**WHAT NEEDS TO BE DONE**
Output the whole listing exactly, with no pictures.

**INPUT FOR THIS TASK**
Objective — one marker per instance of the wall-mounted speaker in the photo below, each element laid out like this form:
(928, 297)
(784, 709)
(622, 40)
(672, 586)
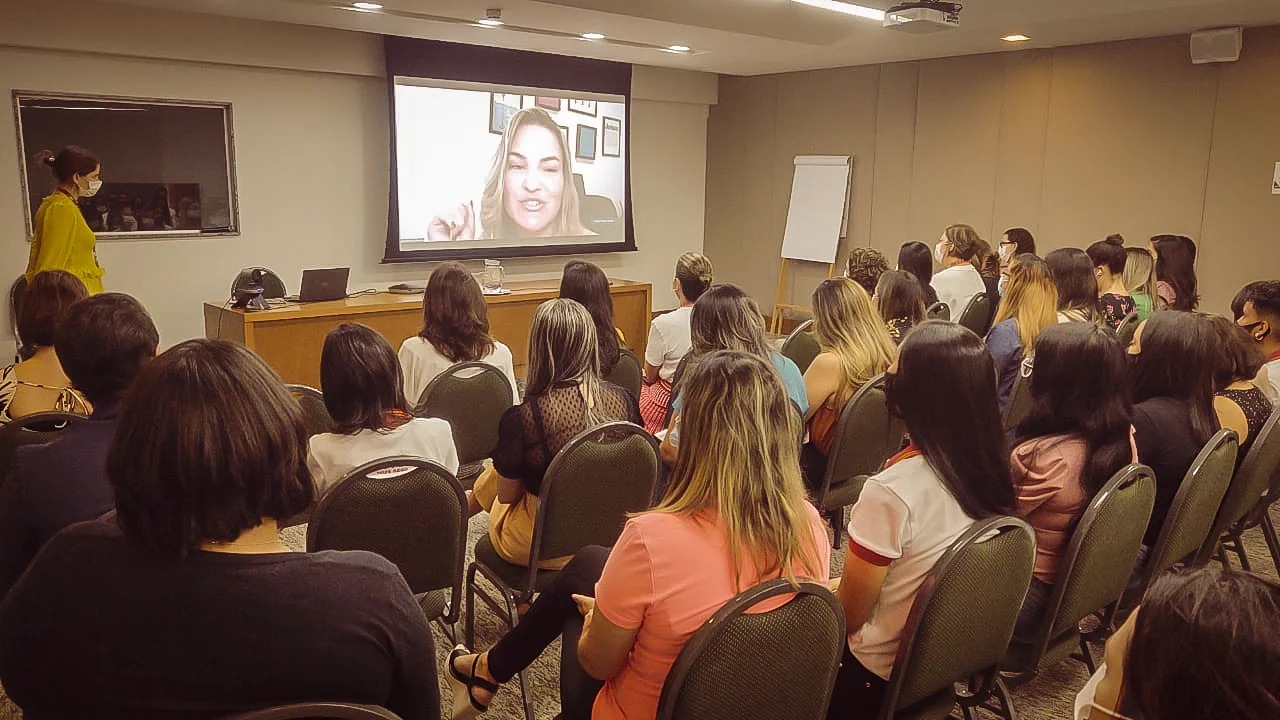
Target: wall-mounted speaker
(1216, 45)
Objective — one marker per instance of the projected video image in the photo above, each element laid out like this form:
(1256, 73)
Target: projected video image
(484, 168)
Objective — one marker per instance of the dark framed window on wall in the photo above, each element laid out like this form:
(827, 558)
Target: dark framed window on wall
(168, 165)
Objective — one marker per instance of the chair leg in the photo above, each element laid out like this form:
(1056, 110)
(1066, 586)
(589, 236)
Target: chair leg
(1269, 533)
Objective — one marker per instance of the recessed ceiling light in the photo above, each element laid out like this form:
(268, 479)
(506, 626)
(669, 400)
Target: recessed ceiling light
(848, 8)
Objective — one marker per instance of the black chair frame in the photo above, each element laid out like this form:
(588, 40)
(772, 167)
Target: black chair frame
(717, 623)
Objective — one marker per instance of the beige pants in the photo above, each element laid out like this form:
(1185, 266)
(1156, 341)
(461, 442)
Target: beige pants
(511, 527)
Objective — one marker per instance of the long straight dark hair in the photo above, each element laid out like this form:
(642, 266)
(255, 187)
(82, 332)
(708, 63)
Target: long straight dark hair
(1080, 387)
(1178, 360)
(588, 285)
(1175, 264)
(945, 391)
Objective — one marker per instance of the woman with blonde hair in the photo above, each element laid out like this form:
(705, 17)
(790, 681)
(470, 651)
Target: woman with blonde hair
(530, 188)
(1139, 279)
(670, 338)
(959, 279)
(735, 515)
(1029, 306)
(855, 347)
(565, 396)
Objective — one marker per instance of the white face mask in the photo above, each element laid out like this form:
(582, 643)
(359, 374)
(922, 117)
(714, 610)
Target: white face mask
(1084, 700)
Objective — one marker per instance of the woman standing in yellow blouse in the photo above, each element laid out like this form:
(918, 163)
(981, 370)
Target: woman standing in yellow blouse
(63, 240)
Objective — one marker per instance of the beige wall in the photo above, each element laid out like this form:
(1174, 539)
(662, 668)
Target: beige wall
(311, 151)
(1074, 144)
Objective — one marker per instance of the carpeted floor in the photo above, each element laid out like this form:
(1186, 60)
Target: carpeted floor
(1047, 697)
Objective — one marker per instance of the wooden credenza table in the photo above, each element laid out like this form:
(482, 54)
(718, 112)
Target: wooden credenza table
(289, 337)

**RESPONSE AREA**
Objective — one marker per instance of the wall-mounted speaker in the photo below, each element laid out like this form:
(928, 297)
(784, 709)
(622, 40)
(672, 586)
Target: wall-mounted speaker
(1216, 45)
Objective — one marker per instance of the projected video image in the photo above, each element laid out like this form:
(1256, 73)
Target: projected video image
(484, 168)
Objective — one marker per instance of the dark framed window on wall in the photo above, each element laid out like this form:
(827, 558)
Target: dark framed window on wall
(168, 165)
Objective — one marker per instance of the chair leg in the photo above, each element laid out like this form:
(1056, 110)
(1066, 586)
(589, 236)
Target: chair leg
(1269, 533)
Objective — one marker per instance of the recessed ceiling light in the photo above, each element laid out like this form:
(268, 479)
(506, 626)
(669, 400)
Target: recessed ceiling light
(848, 8)
Objective — one marker per instance of the black chair frame in the photo above, each element laid out like this form:
(588, 40)
(772, 167)
Target: black chair frame
(717, 623)
Objective — one marker per instance of the beige pants in the photo above, each element laid out like this form:
(1185, 266)
(1156, 341)
(461, 442)
Target: beige pants
(511, 527)
Objective — one marker per instance of the long straight dark hair in the photo above, each element laid out like this form:
(642, 266)
(255, 187)
(82, 332)
(708, 63)
Target: long straight dark hair
(1080, 387)
(1178, 360)
(588, 285)
(1175, 264)
(945, 391)
Objective — one marker per instance of the woman with blonde hair in the photo above, each element laid out like this form:
(705, 17)
(790, 681)
(470, 651)
Target: woman with blonde hair
(530, 188)
(1139, 279)
(670, 338)
(959, 279)
(735, 515)
(1029, 306)
(855, 347)
(565, 396)
Objective — one marker per instance of the white face mask in the photo above, each element laid out like this form:
(582, 643)
(359, 374)
(922, 117)
(714, 610)
Target: white face mask
(1084, 700)
Objective — one marker per instance of the woman standing in yellow blouse in the photo above, each element laid out like this form:
(918, 163)
(981, 370)
Target: woman standing in yellow blouse
(63, 240)
Objective — one marker per instance of the beige wall in the photo above, each element laid out like this form:
(1174, 539)
(662, 668)
Target: beige wall
(311, 151)
(1074, 144)
Objective — one marker per instance of the carpeted floor in the photo above, each element laid out like this form:
(1186, 60)
Target: carpeted floor
(1047, 697)
Objective — one marker per instance of the wooden credenza table in the photo above, each element laid out like this form:
(482, 54)
(718, 112)
Target: wooden credenza table
(289, 337)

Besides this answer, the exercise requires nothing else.